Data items
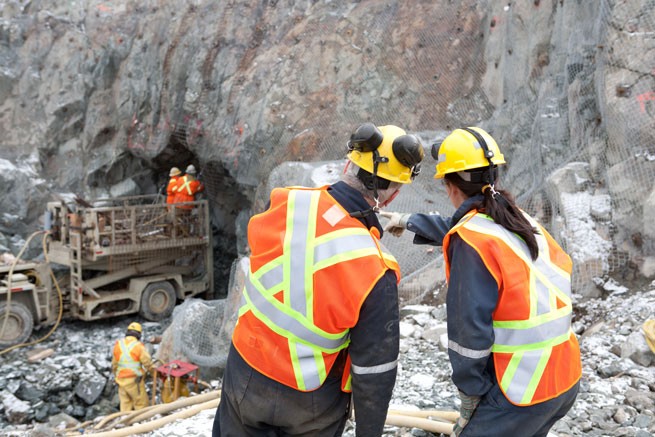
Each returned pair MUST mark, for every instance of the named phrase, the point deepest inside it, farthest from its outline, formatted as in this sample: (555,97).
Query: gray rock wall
(103,98)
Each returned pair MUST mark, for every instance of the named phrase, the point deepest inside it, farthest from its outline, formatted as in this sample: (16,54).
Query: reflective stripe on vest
(530,341)
(126,361)
(294,276)
(186,184)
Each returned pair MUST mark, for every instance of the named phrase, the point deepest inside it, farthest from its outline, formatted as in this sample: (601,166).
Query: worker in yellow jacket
(130,361)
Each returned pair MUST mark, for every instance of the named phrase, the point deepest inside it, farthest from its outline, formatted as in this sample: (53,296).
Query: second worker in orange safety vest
(187,187)
(171,188)
(319,316)
(130,362)
(515,359)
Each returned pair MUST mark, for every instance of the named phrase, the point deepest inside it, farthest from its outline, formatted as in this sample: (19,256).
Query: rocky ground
(617,395)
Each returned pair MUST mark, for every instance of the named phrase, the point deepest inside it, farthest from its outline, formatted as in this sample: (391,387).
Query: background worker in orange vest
(320,311)
(515,359)
(130,361)
(187,187)
(174,175)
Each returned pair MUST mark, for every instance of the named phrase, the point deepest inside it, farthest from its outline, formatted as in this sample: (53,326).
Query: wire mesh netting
(577,142)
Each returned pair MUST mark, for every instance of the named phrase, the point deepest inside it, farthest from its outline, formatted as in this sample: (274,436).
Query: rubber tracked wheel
(158,301)
(20,323)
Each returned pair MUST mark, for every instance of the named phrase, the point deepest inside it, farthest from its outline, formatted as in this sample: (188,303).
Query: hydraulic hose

(Exercise prompt): Reproduce all entries exactly. Pictures do not belong in the copy.

(Response area):
Each returned pair MUST mark, for every instance of the named phrase, the point deepest inside it, farthest from its outline, formatted as in this sample: (555,97).
Query: gray rock wall
(103,98)
Each returned pair MUST mark, for every instance of the named phrase, the point deepest inside it, farthest from its outline, formatted as in this sample: (16,54).
Query: reflective stripe on vest
(530,341)
(126,361)
(294,276)
(186,184)
Each returned pair MUST mark, for every instance of the named phrase, the point deepest inside it, farthest from its outline, formatted as in this sample: (601,166).
Query: worker in yellow jacket
(130,361)
Each returned pair MUST mark, for every instance of the named phrase, the point deepest inside it, farthest from its outline, formatted as in this sample: (53,296).
Query: second worker in orange safety vest
(187,187)
(171,188)
(319,316)
(130,362)
(515,359)
Each returned pair MUST mark, for every instance of the named phrase, the point deepest inside it, farthest from its outline, formatted as in this sample: (19,256).
Query: rocky ground
(617,395)
Each returned pair MUST mark, for every instance of the named phrase, the point deepest inside it, farthest from its outline, formatted as in this sample: (391,387).
Query: background worker in orange vest
(320,311)
(515,359)
(130,361)
(187,187)
(174,175)
Each returned pair MUST mark, for every instance of the named phrase, the point deepest inside it, farthest from its outline, formatted as in this sample: (53,326).
Query: wire mesh netting
(577,142)
Each returned pair MUST mark, for every instance of the named phrase, the point deepest inside it, farthest from its outline, formatted as in this sample: (274,436).
Query: rubber tracked wheel
(158,301)
(20,323)
Each returned pair MUST mark, for every instance of the named phrase, the point deepest inside it, farthest from its outline, formatted as in this sample: (188,303).
Query: hydraulic hose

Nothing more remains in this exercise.